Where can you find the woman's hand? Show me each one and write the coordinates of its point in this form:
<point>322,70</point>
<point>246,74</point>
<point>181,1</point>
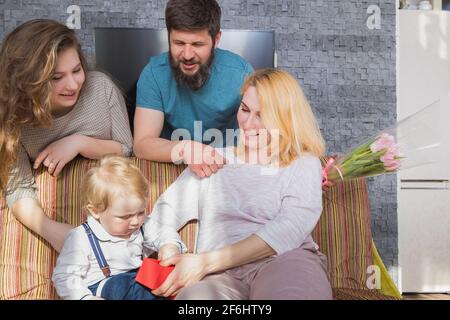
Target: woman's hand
<point>203,160</point>
<point>168,250</point>
<point>189,269</point>
<point>57,154</point>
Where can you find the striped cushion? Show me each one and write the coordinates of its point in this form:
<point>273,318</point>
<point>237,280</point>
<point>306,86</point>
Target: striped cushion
<point>26,260</point>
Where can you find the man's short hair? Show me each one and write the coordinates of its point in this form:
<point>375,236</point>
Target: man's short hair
<point>193,15</point>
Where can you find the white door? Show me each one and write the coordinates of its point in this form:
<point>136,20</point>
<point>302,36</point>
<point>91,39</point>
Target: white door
<point>423,61</point>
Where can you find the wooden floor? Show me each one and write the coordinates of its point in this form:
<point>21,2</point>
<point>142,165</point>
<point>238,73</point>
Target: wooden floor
<point>424,296</point>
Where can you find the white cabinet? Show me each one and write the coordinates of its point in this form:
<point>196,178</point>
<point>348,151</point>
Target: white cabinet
<point>423,71</point>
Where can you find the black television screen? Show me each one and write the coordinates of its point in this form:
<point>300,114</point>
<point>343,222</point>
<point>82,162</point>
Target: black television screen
<point>124,52</point>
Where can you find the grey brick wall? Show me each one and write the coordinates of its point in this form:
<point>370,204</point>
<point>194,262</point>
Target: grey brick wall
<point>346,69</point>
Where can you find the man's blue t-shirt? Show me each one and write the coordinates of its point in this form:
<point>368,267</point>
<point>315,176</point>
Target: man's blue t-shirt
<point>215,104</point>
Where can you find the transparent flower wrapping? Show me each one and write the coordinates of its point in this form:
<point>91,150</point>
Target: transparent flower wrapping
<point>412,142</point>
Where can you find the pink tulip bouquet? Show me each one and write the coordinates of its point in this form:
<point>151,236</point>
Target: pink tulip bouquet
<point>413,141</point>
<point>377,156</point>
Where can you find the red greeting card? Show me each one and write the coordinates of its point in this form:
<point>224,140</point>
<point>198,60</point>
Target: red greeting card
<point>152,274</point>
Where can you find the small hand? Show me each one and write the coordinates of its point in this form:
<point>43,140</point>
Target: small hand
<point>57,154</point>
<point>168,250</point>
<point>203,160</point>
<point>95,298</point>
<point>327,185</point>
<point>189,269</point>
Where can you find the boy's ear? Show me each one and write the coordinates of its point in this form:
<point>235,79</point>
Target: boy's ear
<point>92,211</point>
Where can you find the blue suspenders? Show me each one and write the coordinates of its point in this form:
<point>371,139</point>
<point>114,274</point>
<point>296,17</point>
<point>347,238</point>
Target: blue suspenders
<point>95,245</point>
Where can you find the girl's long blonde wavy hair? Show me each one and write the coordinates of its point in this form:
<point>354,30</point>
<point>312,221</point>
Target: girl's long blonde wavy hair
<point>28,59</point>
<point>285,110</point>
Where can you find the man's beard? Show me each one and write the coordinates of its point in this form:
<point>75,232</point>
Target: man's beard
<point>198,79</point>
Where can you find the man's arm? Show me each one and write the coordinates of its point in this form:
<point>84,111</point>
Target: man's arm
<point>148,125</point>
<point>147,144</point>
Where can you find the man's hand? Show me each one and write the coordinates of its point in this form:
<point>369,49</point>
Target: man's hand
<point>168,250</point>
<point>203,160</point>
<point>57,154</point>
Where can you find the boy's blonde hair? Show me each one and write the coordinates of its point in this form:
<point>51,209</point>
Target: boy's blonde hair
<point>285,109</point>
<point>114,177</point>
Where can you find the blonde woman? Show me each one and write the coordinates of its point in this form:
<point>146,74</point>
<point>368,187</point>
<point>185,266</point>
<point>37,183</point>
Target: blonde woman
<point>255,215</point>
<point>51,110</point>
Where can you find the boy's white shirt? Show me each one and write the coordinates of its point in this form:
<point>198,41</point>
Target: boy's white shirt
<point>77,268</point>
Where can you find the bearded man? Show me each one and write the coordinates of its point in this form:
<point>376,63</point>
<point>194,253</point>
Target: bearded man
<point>193,88</point>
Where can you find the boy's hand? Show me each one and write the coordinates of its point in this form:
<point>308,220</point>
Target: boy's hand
<point>168,250</point>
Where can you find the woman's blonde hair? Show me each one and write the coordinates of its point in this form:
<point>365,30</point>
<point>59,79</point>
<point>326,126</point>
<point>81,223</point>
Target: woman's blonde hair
<point>114,177</point>
<point>28,59</point>
<point>284,109</point>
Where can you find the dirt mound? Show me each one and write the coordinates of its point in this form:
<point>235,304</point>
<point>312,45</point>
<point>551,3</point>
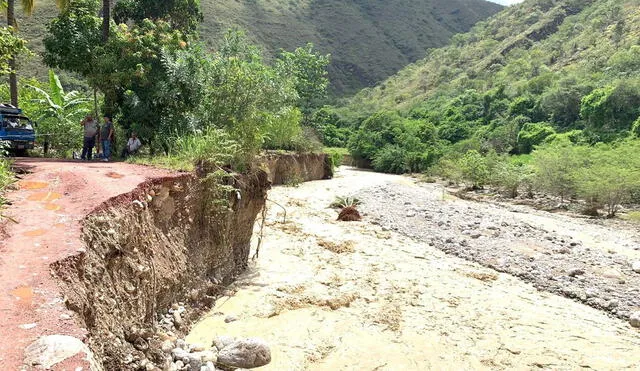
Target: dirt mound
<point>168,241</point>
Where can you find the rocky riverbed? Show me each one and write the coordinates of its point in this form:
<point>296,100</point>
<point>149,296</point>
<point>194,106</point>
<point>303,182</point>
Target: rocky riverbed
<point>402,289</point>
<point>554,252</point>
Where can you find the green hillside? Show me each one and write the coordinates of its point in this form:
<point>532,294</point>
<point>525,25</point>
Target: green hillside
<point>526,48</point>
<point>368,39</point>
<point>535,69</point>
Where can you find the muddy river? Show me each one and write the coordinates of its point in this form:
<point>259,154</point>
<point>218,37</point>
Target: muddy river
<point>328,295</point>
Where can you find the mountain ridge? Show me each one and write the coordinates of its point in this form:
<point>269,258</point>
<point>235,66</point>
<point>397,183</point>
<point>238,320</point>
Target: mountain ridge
<point>369,40</point>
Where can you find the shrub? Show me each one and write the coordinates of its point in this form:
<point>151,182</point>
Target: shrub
<point>336,156</point>
<point>532,135</point>
<point>474,169</point>
<point>611,176</point>
<point>509,176</point>
<point>554,166</point>
<point>391,159</point>
<point>282,130</point>
<point>6,175</point>
<point>447,168</point>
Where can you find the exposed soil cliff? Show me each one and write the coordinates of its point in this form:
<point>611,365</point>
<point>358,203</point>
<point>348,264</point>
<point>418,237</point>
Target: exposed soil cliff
<point>291,168</point>
<point>170,240</point>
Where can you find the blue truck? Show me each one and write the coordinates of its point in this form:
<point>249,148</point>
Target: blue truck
<point>16,130</point>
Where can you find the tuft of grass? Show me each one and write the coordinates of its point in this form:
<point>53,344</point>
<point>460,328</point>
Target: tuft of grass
<point>632,216</point>
<point>344,202</point>
<point>6,178</point>
<point>213,146</point>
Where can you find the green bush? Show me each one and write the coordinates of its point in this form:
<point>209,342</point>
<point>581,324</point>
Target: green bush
<point>391,159</point>
<point>509,176</point>
<point>6,175</point>
<point>554,166</point>
<point>532,135</point>
<point>282,130</point>
<point>336,156</point>
<point>610,177</point>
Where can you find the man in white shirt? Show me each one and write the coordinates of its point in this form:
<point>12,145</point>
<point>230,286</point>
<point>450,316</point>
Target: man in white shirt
<point>133,145</point>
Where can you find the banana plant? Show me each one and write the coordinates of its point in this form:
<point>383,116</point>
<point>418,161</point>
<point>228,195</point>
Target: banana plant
<point>59,114</point>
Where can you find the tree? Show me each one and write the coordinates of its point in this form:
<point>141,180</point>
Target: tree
<point>533,134</point>
<point>184,15</point>
<point>10,46</point>
<point>59,113</point>
<point>610,176</point>
<point>27,7</point>
<point>474,169</point>
<point>309,71</point>
<point>554,166</point>
<point>106,20</point>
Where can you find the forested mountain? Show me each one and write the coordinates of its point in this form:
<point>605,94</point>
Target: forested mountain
<point>369,40</point>
<point>536,71</point>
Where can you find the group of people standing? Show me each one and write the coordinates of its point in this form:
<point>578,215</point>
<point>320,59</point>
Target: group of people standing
<point>103,135</point>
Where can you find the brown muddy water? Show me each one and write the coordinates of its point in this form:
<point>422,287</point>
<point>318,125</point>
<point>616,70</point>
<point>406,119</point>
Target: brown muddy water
<point>328,295</point>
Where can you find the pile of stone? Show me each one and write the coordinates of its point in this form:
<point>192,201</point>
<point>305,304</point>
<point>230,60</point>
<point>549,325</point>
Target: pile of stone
<point>226,353</point>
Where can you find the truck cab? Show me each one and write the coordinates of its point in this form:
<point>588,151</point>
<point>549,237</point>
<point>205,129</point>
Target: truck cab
<point>16,130</point>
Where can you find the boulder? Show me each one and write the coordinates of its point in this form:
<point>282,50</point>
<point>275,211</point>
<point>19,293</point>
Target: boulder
<point>634,320</point>
<point>50,350</point>
<point>245,353</point>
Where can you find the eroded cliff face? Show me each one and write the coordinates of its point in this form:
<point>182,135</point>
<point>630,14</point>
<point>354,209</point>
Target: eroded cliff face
<point>178,239</point>
<point>292,168</point>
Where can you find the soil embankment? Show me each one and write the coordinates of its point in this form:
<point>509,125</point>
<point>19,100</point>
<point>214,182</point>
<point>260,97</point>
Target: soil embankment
<point>293,168</point>
<point>49,208</point>
<point>102,251</point>
<point>329,295</point>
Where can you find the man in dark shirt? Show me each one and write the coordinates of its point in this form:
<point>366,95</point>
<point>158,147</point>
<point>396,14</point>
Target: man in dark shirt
<point>106,134</point>
<point>90,127</point>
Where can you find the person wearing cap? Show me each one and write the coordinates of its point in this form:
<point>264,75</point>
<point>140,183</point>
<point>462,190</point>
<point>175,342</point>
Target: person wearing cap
<point>106,135</point>
<point>133,145</point>
<point>91,128</point>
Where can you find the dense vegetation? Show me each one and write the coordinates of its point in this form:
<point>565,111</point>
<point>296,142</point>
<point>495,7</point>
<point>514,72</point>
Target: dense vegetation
<point>537,75</point>
<point>368,40</point>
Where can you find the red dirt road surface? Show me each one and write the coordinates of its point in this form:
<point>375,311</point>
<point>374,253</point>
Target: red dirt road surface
<point>48,207</point>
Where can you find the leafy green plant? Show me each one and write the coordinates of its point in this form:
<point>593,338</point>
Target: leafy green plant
<point>391,159</point>
<point>336,156</point>
<point>58,114</point>
<point>474,169</point>
<point>610,176</point>
<point>6,175</point>
<point>342,202</point>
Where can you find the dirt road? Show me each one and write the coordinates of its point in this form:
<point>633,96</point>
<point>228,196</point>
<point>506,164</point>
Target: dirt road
<point>48,207</point>
<point>341,296</point>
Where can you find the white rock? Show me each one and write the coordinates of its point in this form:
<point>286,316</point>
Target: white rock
<point>53,349</point>
<point>222,341</point>
<point>179,353</point>
<point>634,320</point>
<point>167,346</point>
<point>245,353</point>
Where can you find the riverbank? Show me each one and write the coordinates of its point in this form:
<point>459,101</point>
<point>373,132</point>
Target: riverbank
<point>332,295</point>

● **TASK GOAL**: Extract exactly and only the lines above from the line containing "Target: woman's hand" through the line containing "<point>238,73</point>", both end lines included.

● **OUTPUT**:
Target: woman's hand
<point>203,160</point>
<point>168,250</point>
<point>189,269</point>
<point>57,154</point>
Where can you find the striped cushion? Show me each one and write the coordinates of its point in this form:
<point>273,318</point>
<point>237,280</point>
<point>306,86</point>
Target: striped cushion
<point>26,260</point>
Where can you find the man's short hair? Show me each one and write the coordinates of its point in this form:
<point>375,236</point>
Target: man's short hair
<point>193,15</point>
Where can you find the white door? Show me each one and write the coordinates of its point in this form:
<point>136,20</point>
<point>302,36</point>
<point>91,39</point>
Target: white door
<point>423,61</point>
Where can you find the wooden floor? Show me each one and write the coordinates of its point in this form:
<point>21,2</point>
<point>142,165</point>
<point>238,73</point>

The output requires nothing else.